- _DATA RECORDS_:
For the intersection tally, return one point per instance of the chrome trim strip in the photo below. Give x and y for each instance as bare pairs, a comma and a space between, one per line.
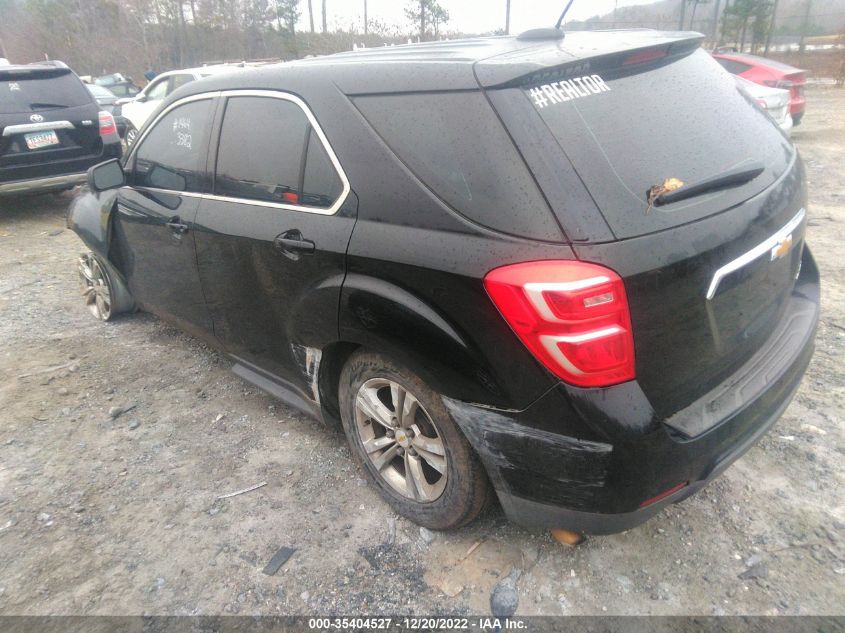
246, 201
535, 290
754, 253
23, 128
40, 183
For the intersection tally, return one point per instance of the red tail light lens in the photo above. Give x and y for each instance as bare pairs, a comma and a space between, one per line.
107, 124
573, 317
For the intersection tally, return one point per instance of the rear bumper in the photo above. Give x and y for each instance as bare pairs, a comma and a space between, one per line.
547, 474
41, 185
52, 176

- _WHAT THE EXERCISE ASKS_:
Retype all of the material above word for word, leaving out the picture.

- _FINISHED ANSWER_:
For the intersection tally, return one point per instance of the chrome trim strip in the photo below. Give x and y for each instance as bare pairs, a comma and a space between, one per line.
246, 201
535, 290
754, 253
23, 128
40, 183
For the intersection tally, return one point per instance of the red tail light lens in the photo above. Give x and y for each instance as bare pairs, a comma and a space between, one per line.
107, 124
573, 317
For the intersection tally, return one point per instance of the rear bumper in the photo above. Give x and y for each instance as bare pairs, a comma and a space between, one per line.
547, 474
41, 185
52, 176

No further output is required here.